> _INSTRUCTION A_
Using the post on Perugia's prosecutors and Italy's ruling party, explain how politicians' efforts to rein in the justice system have affected the three perps in Meredith's case.

++++ SELECTED EXTRACT ++++

Friday, May 28, 2010

How Tough Are Perugia’s Prosecutors? Well, They Sure Are Shaking Italy’s Ruling Party

Posted by Peter Quennell



In 2006 Italy hosted the Winter Olympics at Torino, and in 2009 it suffered a severe earthquake at L’Aquila.

In each case, some politicians of Prime Minister Berlusconi’s ruling party seem to have figured out ways of siphoning off some of the construction funds.

The Italian justice system is nothing if not tough, neutral, painstaking, and relentless.

We have shown repeatedly that not only is it prepared to take an extra step to achieve a fair process and outcome - it is often prepared to take a dozen or more extra steps, as of course it did in Meredith’s case, with an extraordinary 20-plus judges involved..

Politicians have tried hard over the years to bend the justice system or reign it in through legislation, and they have had some effect in reducing average sentences and making prison life easy for the perps - measures, ironically, that the three perps in Meredith’s case have all received benefit from.

++++

> _INSTRUCTION B_
Reproduce the records from the line with "point: flower bud" up to and including the line with "column 98, row 233", changing "drop a marker on" to "place a marker on" and leaving everything else as it stands. Omit the pictures.

++++ MATERIAL FOR THIS EXERCISE ++++

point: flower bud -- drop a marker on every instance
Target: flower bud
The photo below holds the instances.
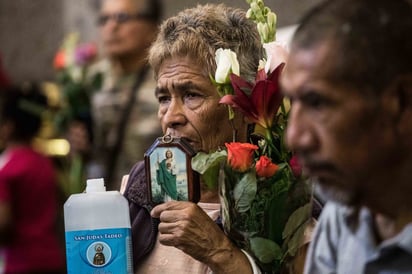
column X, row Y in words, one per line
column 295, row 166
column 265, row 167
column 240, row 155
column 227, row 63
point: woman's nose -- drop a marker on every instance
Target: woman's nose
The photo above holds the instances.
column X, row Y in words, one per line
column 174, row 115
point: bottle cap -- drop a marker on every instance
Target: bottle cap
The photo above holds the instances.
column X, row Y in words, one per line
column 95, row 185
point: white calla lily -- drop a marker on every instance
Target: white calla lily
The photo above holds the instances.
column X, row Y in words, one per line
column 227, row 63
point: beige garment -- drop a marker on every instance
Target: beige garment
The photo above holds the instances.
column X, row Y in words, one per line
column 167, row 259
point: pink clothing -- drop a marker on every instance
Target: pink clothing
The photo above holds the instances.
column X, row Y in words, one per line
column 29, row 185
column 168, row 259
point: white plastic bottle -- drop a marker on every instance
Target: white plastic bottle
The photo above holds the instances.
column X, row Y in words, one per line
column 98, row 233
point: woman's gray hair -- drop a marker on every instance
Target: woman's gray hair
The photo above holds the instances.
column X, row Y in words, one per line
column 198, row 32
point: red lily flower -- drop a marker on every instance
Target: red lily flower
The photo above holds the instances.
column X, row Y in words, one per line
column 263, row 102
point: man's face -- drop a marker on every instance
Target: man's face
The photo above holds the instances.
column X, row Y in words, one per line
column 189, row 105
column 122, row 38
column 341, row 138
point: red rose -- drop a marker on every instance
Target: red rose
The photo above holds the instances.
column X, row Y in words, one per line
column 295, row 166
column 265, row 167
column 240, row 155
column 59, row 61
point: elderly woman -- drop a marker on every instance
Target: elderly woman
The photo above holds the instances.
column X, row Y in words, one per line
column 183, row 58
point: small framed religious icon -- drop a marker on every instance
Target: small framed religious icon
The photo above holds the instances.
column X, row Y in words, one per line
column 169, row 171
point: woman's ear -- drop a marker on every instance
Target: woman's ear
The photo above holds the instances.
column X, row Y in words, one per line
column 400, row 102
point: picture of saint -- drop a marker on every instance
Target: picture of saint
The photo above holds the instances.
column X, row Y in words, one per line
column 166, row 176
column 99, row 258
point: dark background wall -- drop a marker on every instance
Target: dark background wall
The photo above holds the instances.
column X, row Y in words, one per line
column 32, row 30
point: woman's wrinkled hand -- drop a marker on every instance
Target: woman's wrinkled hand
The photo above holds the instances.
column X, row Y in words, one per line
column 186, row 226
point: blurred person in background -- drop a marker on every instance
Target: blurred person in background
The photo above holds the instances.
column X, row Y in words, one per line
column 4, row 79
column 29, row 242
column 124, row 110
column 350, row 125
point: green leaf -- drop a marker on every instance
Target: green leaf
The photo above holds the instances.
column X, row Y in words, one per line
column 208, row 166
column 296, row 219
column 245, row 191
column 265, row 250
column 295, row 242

++++
++++ MATERIAL FOR THIS EXERCISE ++++

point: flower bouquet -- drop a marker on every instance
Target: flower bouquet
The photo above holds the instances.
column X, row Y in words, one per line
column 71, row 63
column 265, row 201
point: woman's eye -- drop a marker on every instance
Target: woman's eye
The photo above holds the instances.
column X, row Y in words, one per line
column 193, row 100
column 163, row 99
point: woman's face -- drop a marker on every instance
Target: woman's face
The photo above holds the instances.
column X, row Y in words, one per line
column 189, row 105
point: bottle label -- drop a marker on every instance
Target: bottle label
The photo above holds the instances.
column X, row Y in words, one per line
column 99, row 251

++++
++++ MATERIAL FOR THIS EXERCISE ++++

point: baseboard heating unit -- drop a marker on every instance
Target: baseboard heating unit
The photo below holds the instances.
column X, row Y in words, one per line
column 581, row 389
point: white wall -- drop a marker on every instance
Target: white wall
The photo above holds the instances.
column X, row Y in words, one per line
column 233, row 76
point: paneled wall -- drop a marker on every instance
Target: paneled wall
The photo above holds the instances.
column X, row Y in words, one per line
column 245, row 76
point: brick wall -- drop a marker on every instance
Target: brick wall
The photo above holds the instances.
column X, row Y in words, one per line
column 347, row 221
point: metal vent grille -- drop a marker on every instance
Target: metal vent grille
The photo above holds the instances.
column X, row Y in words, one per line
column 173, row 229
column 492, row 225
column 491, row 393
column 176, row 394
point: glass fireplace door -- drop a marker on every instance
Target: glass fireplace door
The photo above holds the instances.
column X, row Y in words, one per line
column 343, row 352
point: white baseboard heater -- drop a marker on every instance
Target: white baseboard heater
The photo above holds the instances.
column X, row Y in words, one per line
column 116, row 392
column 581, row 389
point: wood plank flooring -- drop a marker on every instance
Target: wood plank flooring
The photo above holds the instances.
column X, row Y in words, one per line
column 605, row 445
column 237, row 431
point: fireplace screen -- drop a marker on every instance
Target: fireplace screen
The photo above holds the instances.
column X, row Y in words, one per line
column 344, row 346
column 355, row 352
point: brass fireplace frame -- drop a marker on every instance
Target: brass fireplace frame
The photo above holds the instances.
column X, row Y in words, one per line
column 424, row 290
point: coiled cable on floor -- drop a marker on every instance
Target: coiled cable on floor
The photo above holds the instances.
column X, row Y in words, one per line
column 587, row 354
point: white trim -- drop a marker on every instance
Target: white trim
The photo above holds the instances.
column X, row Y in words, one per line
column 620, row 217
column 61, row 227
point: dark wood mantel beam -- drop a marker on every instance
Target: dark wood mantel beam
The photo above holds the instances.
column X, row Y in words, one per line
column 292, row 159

++++

> _EXERCISE RESULT A_
Through legislation, politicians have reduced average sentences and made prison life easy for perpetrators. The post states that the three perps in Meredith's case have all benefited from these measures.

> _EXERCISE RESULT B_
point: flower bud -- place a marker on every instance
Target: flower bud
The photo below holds the instances.
column X, row Y in words, one per line
column 295, row 166
column 265, row 167
column 240, row 155
column 227, row 63
point: woman's nose -- place a marker on every instance
Target: woman's nose
The photo above holds the instances.
column X, row Y in words, one per line
column 174, row 115
point: bottle cap -- place a marker on every instance
Target: bottle cap
The photo above holds the instances.
column X, row Y in words, one per line
column 95, row 185
point: white calla lily -- place a marker on every instance
Target: white calla lily
The photo above holds the instances.
column X, row Y in words, one per line
column 227, row 63
point: beige garment -- place a marker on every instance
Target: beige garment
The photo above holds the instances.
column X, row Y in words, one per line
column 167, row 259
point: pink clothing -- place a marker on every instance
Target: pink clothing
The photo above holds the instances.
column X, row Y in words, one per line
column 29, row 185
column 168, row 259
point: white plastic bottle -- place a marker on every instance
Target: white plastic bottle
The photo above holds the instances.
column X, row Y in words, one per line
column 98, row 233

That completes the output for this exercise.